═════ The data ═════

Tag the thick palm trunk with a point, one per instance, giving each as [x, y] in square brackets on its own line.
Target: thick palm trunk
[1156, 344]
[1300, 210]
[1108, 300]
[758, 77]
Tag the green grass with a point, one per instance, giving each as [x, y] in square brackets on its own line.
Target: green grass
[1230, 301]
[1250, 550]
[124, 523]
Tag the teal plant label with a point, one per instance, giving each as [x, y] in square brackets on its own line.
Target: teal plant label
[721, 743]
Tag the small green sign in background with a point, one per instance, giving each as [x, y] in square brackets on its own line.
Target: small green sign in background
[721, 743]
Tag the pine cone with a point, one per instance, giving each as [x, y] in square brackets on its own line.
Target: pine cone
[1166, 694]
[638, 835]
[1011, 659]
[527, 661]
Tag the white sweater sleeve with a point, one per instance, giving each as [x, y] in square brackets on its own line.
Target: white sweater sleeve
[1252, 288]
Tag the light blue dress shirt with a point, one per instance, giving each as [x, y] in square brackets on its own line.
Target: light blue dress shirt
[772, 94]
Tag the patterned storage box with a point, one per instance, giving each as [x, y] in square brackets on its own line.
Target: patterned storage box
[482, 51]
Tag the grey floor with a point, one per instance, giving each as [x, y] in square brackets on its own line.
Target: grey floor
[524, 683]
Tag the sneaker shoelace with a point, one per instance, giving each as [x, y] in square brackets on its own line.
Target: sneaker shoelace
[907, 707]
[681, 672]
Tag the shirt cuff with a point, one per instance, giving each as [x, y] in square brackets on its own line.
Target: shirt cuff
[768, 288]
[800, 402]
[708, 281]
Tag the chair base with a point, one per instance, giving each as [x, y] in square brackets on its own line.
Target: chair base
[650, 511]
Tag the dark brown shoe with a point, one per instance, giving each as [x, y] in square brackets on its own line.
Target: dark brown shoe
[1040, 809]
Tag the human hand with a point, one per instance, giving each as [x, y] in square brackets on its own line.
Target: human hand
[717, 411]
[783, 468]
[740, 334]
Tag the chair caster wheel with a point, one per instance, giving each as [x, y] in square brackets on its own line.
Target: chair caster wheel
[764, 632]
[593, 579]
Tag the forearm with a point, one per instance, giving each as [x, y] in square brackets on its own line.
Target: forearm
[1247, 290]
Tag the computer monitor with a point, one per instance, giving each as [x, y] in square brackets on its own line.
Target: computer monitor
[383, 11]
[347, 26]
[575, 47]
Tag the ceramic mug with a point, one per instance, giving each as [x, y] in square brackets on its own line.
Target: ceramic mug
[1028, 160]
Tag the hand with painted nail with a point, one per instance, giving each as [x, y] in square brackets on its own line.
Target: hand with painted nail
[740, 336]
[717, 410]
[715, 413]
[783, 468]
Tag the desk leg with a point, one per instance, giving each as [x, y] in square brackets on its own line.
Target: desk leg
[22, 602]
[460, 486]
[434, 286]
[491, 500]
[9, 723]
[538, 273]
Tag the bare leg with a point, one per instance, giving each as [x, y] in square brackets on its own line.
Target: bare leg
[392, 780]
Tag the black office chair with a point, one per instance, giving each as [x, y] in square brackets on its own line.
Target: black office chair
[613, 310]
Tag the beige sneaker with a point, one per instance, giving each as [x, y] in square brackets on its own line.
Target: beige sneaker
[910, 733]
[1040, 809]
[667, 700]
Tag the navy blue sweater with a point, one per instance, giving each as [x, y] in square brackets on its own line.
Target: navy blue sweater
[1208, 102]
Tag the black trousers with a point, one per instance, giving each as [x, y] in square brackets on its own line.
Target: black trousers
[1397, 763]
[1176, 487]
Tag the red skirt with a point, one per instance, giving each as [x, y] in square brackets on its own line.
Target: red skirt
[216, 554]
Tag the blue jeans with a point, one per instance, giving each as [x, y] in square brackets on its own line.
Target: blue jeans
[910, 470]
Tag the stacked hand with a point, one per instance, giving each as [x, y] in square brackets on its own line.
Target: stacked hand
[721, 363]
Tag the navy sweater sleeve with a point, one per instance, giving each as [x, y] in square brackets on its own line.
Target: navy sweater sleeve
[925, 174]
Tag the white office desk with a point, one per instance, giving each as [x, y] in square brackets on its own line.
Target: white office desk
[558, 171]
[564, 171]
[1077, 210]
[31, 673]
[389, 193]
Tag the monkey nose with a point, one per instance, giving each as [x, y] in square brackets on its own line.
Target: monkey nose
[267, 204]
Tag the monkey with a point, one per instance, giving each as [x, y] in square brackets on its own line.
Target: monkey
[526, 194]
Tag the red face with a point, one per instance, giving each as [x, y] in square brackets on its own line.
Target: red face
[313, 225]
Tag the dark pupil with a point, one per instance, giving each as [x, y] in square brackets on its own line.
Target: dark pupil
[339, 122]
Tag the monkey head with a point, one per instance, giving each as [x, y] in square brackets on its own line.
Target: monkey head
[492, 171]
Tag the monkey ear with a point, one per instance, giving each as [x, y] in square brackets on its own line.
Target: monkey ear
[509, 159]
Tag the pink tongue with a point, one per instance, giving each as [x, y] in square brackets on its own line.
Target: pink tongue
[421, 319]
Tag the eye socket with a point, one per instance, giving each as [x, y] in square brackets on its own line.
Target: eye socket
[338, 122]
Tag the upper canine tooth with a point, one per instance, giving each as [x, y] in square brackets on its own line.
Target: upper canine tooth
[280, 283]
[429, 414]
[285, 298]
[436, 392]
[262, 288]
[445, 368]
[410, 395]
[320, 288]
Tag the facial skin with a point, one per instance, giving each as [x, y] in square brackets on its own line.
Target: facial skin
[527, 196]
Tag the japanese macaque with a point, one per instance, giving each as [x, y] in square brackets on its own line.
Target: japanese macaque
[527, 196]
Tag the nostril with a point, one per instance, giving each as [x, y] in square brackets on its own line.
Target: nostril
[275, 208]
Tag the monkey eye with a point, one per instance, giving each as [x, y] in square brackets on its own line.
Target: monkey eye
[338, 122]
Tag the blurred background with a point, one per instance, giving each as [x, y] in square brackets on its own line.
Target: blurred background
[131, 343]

═════

__Goal of the exercise__: Give all of the lines above again, exactly as they are.

__Written solution__:
Tag the thick palm trunk with a point, one per instance, giving each as [x, y] in square brackets on its own line.
Target: thick palm trunk
[1156, 344]
[1300, 210]
[1108, 300]
[758, 77]
Tag the green grass with a point, one per instance, giving each as [x, y] in square brackets on its own line.
Target: green grass
[1230, 301]
[1250, 550]
[124, 523]
Tag the teal plant label with a point, one per instance, giving each as [x, y] in square brackets on its own line.
Target: teal plant label
[721, 743]
Tag the small green sign in background with a point, one per instance, giving each as [x, y] in square brackets on its own line.
Target: small green sign in background
[721, 743]
Tag the pine cone with a point, one per instance, giving each as [x, y] in square brackets on its own line.
Target: pine cone
[1166, 694]
[638, 835]
[1011, 659]
[527, 661]
Tag the white sweater sleeve with a point, one per instance, giving each as [x, y] in square brackets on its own line.
Target: white sweater sleeve
[1252, 288]
Tag the light blue dress shirt with a point, one per instance, giving each as [x, y] in square brackets on its own line.
Target: light blue dress shirt
[772, 94]
Tag the patterned storage box with a point, one per instance, giving each as [x, y] in square brackets on its own line.
Target: patterned storage box
[482, 51]
Tag the grey floor with a point, one per instance, giving each as [x, y] in square brackets on its own line.
Target: grey floor
[524, 683]
Tag the sneaker shoelace with a point, one per instance, giving each as [x, y] in square brackets on its own line.
Target: sneaker shoelace
[907, 707]
[681, 672]
Tag the shirt cuff with a point, one per instance, giving each as [x, y] in square brackets on its own line.
Target: shirt cuff
[768, 288]
[800, 402]
[708, 281]
Tag the chair base with a point, one per instance, giving each as [x, y] in square brackets on its own line.
Target: chair base
[650, 511]
Tag the dark brown shoe with a point, one per instance, giving each as [x, y] in square brackets on its own line.
Target: dark brown shoe
[1040, 809]
Tag the human hand with a point, one per instance, giving each as [x, y] in square brackets on its own line.
Target: human hand
[717, 411]
[783, 468]
[740, 334]
Tag the chair caster wheel with a point, one per instance, giving each as [x, y] in square brackets on its own line.
Target: chair caster wheel
[764, 632]
[593, 579]
Tag the forearm with a point, one per instance, giving each as [x, y] in square brackets on its own line.
Target: forearm
[1247, 290]
Tag the computer monitor with a point, one per instance, giving each as [x, y] in square brackets on its own line.
Target: computer monitor
[383, 11]
[347, 26]
[575, 47]
Tag the ceramic mug with a point, one per instance, giving each as [x, y] in square brackets on its own line.
Target: ceramic mug
[1028, 160]
Tag the hand with painted nail with a point, one per instance, giving each as [x, y] in square brackets on its own line.
Target: hand with painted nail
[740, 336]
[717, 410]
[715, 413]
[783, 468]
Tag the desk leg with a point, one per instance, giving each as [x, y] in square brackets on its own line.
Target: desk leg
[22, 602]
[460, 486]
[434, 286]
[491, 500]
[9, 723]
[538, 273]
Tag the bare leg with a point, one per instance, giving each as [x, y] in square brackets on its own line.
Target: bare leg
[392, 780]
Tag the black office chair with a point, one per instance, giving each as [x, y] in square brackets on its own line.
Target: black office chair
[613, 310]
Tag the beige sneaker with a point, one per instance, giving each as [x, y] in square brackets on its own line.
Target: beige sneaker
[910, 733]
[1040, 809]
[667, 700]
Tag the navy blue sweater with a point, one per instance, giving each as [x, y] in square brackets on its own line.
Target: navy blue sweater
[1208, 102]
Tag the black trousers with a point, one per instance, giving each as [x, y] in square brackets on its own line.
Target: black trousers
[1397, 763]
[1176, 487]
Tag the red skirt with a point, one per instance, giving each as [x, y] in square brackets on its own line.
Target: red skirt
[216, 554]
Tag the blue jeans with a point, one per instance, giving each as [x, y] in square brackets on its own line.
Target: blue jeans
[910, 470]
Tag the stacked hand with a point, one per instance, giving each as [x, y] in square brackets on its own line.
Target: stacked hand
[721, 363]
Tag the navy sweater sleeve with a point, one per instance, giving each as [x, y] in square brackets on its own line.
Target: navy sweater sleeve
[925, 174]
Tag the white office desk with a point, one per instance, giving each as [x, y] in square brackets on its own line.
Target: white office desk
[558, 171]
[564, 171]
[1077, 210]
[31, 673]
[389, 193]
Tag the monkey nose with a point, one per instance, giving each as [x, y] in square brackets on its own line.
Target: monkey nose
[267, 204]
Tag the monkey with a point, one per instance, giving each as [x, y] in square brackets on its own line.
Target: monkey
[526, 194]
Tag the red face with a point, one per instance, giving each as [x, y] in square brackets on its own line.
Target: red face
[313, 225]
Tag the dark pupil with a point, one per instance, giving each as [x, y] in square brackets on its own line.
Target: dark pupil
[339, 122]
Tag the monkey head with a point, one per instance, giving each as [x, y] in square brackets on its own line.
Target: monkey head
[492, 171]
Tag the monkey ear with a point, one per instance, giving each as [x, y] in square brackets on its own line.
Target: monkey ear
[509, 159]
Tag the pink tongue with a point, one per instance, giving each as [x, y] in square brackets on its own line.
Target: pink tongue
[421, 319]
Tag the eye socket with a point, one per instance, giving each as [x, y] in square brackets on its own line.
Target: eye socket
[338, 122]
Tag the upper canine tooth with a point, one per instance, giving each as [x, y] in square brackets on its own line.
Target: upper canine tooth
[280, 283]
[429, 414]
[285, 298]
[436, 392]
[262, 288]
[445, 368]
[410, 395]
[320, 288]
Tag the facial skin with a point, one per instance, giving each as [x, y] in square brackets on its own line.
Target: facial skin
[527, 196]
Tag the japanese macaque with a point, one per instance, giving each as [x, y] in square brackets on its own line.
Target: japanese macaque
[527, 196]
Tag the nostril with a point, one per instance, giving each as [x, y] in square brackets on its own line.
Target: nostril
[275, 208]
Tag the monkey eye with a point, one per instance, giving each as [x, y] in square brackets on its own line.
Target: monkey eye
[338, 122]
Tag the blurred background with a point, one per instance, giving each as [x, y] in square brackets on its own line.
Target: blurred background
[131, 343]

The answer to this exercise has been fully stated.